### TASK OBJECTIVE
Copy each of the following lines verbatim, preserving every character, space, and punctuation mark.

### RECORDS PROVIDED

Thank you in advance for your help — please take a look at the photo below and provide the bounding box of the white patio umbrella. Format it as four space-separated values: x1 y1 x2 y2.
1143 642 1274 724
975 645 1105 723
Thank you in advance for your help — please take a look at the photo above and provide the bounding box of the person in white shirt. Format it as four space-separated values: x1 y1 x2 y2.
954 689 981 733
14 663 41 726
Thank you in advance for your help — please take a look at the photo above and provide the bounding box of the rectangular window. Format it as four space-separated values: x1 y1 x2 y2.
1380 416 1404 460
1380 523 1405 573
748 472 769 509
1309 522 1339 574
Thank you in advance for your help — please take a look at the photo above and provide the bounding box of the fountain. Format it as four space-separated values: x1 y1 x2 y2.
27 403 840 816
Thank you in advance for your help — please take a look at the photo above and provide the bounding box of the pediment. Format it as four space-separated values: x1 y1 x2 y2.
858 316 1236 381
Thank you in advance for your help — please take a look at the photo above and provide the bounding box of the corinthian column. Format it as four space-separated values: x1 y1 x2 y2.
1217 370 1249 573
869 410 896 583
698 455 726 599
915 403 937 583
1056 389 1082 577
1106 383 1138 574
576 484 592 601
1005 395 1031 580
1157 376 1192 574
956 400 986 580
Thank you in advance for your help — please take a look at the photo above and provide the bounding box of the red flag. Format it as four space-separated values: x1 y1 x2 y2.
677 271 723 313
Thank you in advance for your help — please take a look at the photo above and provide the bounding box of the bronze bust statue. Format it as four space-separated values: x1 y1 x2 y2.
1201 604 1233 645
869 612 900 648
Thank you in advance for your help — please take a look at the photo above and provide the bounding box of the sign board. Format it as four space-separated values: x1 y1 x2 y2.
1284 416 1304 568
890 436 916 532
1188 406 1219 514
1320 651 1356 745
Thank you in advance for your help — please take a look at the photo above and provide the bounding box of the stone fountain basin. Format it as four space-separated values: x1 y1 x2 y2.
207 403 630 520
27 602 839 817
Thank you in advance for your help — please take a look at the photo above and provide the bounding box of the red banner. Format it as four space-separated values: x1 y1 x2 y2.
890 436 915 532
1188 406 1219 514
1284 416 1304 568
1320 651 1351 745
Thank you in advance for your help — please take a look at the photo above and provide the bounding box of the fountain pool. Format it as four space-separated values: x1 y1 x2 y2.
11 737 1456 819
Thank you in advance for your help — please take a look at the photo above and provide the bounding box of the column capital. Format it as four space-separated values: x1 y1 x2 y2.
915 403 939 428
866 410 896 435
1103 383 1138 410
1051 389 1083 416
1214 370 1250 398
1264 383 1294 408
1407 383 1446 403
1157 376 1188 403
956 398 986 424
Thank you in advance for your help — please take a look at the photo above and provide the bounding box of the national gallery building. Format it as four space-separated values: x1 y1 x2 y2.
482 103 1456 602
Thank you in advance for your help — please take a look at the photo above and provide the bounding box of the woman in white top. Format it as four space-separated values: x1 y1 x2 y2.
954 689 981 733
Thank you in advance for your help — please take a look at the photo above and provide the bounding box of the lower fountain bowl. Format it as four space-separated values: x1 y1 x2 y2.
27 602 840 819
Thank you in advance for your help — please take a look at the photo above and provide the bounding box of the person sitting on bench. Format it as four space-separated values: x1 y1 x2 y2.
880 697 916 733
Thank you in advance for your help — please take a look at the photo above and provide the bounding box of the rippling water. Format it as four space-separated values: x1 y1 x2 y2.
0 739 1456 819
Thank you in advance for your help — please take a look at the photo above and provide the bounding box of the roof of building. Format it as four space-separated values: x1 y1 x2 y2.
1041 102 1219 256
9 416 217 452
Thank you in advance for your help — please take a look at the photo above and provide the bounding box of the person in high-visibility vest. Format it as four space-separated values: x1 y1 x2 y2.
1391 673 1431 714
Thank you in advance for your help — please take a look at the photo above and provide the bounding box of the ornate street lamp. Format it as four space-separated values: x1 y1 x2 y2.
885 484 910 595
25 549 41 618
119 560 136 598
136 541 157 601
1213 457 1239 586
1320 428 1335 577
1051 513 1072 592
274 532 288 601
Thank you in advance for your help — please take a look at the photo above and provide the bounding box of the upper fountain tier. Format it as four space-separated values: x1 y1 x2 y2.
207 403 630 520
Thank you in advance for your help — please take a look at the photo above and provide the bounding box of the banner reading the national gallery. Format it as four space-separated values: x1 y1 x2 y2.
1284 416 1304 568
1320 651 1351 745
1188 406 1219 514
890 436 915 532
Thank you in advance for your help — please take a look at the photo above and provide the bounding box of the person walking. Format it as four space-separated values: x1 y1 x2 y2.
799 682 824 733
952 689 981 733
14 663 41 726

### RESULT OF THIS EXERCISE
Thank you in advance for your help — please take a look at the photo below and provide the bounding box of the white patio umbrella. Format it as four space-separated values: x1 y1 x2 y2.
1143 642 1274 724
975 645 1105 723
Thank you in advance for your help — please take a look at the photo above and provide the bounding box of the person in white shirt. Format it as four space-separated values: x1 y1 x2 y2.
954 689 981 733
14 663 41 726
Thank you in advance for your help — please take a look at the photo above and provide the bounding box of the rectangular window. Format it as four space-separated values: x1 y1 x2 y2.
1380 416 1404 460
1380 523 1405 573
748 472 769 509
1309 522 1339 574
Thank you in advance for your help — please take a look at the photo above and provide the bounding box of the fountain. Format it as four space-separated values: x1 y1 x2 y2.
27 403 840 816
Thank you in advance for your help — please take a look at the photo above and provide the bounding box of the pediment. Format it as four space-separated values: x1 y1 x2 y2.
858 316 1236 381
Thank you in advance for your help — please take a look at the photo above and provide the bounding box of the corinthian column. Format it as four space-separated values: x1 y1 x2 y2.
1217 370 1249 573
869 410 896 583
698 455 726 599
915 403 937 583
1056 389 1082 577
1106 383 1138 574
576 484 592 601
1005 395 1031 580
1157 376 1192 574
956 400 986 580
Thank you in advance for your help — please take a look at the photo above and provide the bounding box of the red flag. Format it as four space-separated values: x1 y1 x2 y2.
677 271 723 313
Thank you in advance for your help — please take a look at the photo above and provide the bounding box of the bronze bust statue. Format it as four space-separated values: x1 y1 x2 y2.
1201 604 1233 645
869 612 900 648
Thank you in advance for your help — please take a look at the photo above and provide the bounding box of the sign board. Format it as four space-separated values: x1 y1 x2 y2.
1284 416 1304 568
890 436 916 532
1188 406 1219 514
1320 651 1356 745
Thank you in advance for your help — please take a look at the photo above and provide the bounding box of the stone fountain basin. Format it as four space-separated values: x1 y1 x2 y2.
207 403 630 520
27 602 839 817
Thank you in advance for your help — please take a look at the photo above and provide the bounding box of the red banner. Format it as four space-separated values: x1 y1 x2 y2.
890 436 915 532
1188 406 1219 514
1284 416 1304 568
1320 651 1351 745
Thank you in advance for your help — please take a look at the photo above and provide the bounding box of the fountain pool. Format it as four space-separated values: x1 y1 x2 y2.
11 737 1456 819
Thank you in advance for your help — please take a look at the photo above and provide the bounding box of the column capital. Format it as four space-separated values: x1 y1 x2 y2.
915 403 939 428
866 410 896 435
1103 383 1138 410
1051 389 1083 416
1214 370 1250 398
1264 383 1294 408
1407 383 1446 403
1157 376 1188 403
956 398 986 424
Thank you in advance for your help — please take a look at the photo above and provide the bounding box of the national gallery building. Format it as four space-separated values: x1 y1 x2 y2.
482 103 1456 602
Thank you in advance for your help — please take a look at the photo above and provide the bounding box of the woman in white top. Format it as four space-separated values: x1 y1 x2 y2.
954 689 981 733
Thank you in advance for your help — please take a look at the photo above and provide the bounding box of the lower fountain bowl. Format it as four space-separated values: x1 y1 x2 y2.
27 602 840 819
Thank you in advance for your help — please take a look at the photo above and provide the bounding box of the person sitting on bench. Format it as four space-separated values: x1 y1 x2 y2.
880 697 916 733
Thank you in advance for your help — please take a look at the photo above and provide the bounding box of the rippling water. Format it as four space-separated values: x1 y1 x2 y2.
0 739 1456 819
Thank you in advance for your help — please take a look at the photo above and provide the bounding box of the roof of building. Format it as four space-separated values: x1 y1 x2 y2.
1041 102 1219 256
9 416 217 452
Thank you in advance for your help — please take a look at the photo above and provide the bounding box of the person in high-visibility vest. Format it as four space-separated values: x1 y1 x2 y2.
1391 673 1431 714
Thank you in advance for your help — please take a look at the photo above and provide the bounding box of the ornate street lamp. Format it as four space-separated values: x1 y1 x2 y2.
885 484 910 595
25 549 41 618
119 560 136 598
136 541 157 601
1213 457 1239 586
1320 428 1335 577
1051 513 1072 592
274 532 288 601
Thank you in advance for your help — please take a look at the photo above and provide the bounding box of the upper fountain tier. Format it as four space-separated values: x1 y1 x2 y2.
207 403 630 520
Thank you in advance for your help — please take a look at the photo above and provide the bounding box of the banner reading the national gallery. Format it as four space-separated values: x1 y1 x2 y2.
1284 416 1304 568
1320 651 1351 745
1188 406 1219 514
890 436 915 532
Thank you in advance for your help — please take a look at the photo above and provide the bounding box of the person walking. Format it as four space-separated values: x1 y1 x2 y2.
799 682 824 733
952 689 981 733
14 663 41 726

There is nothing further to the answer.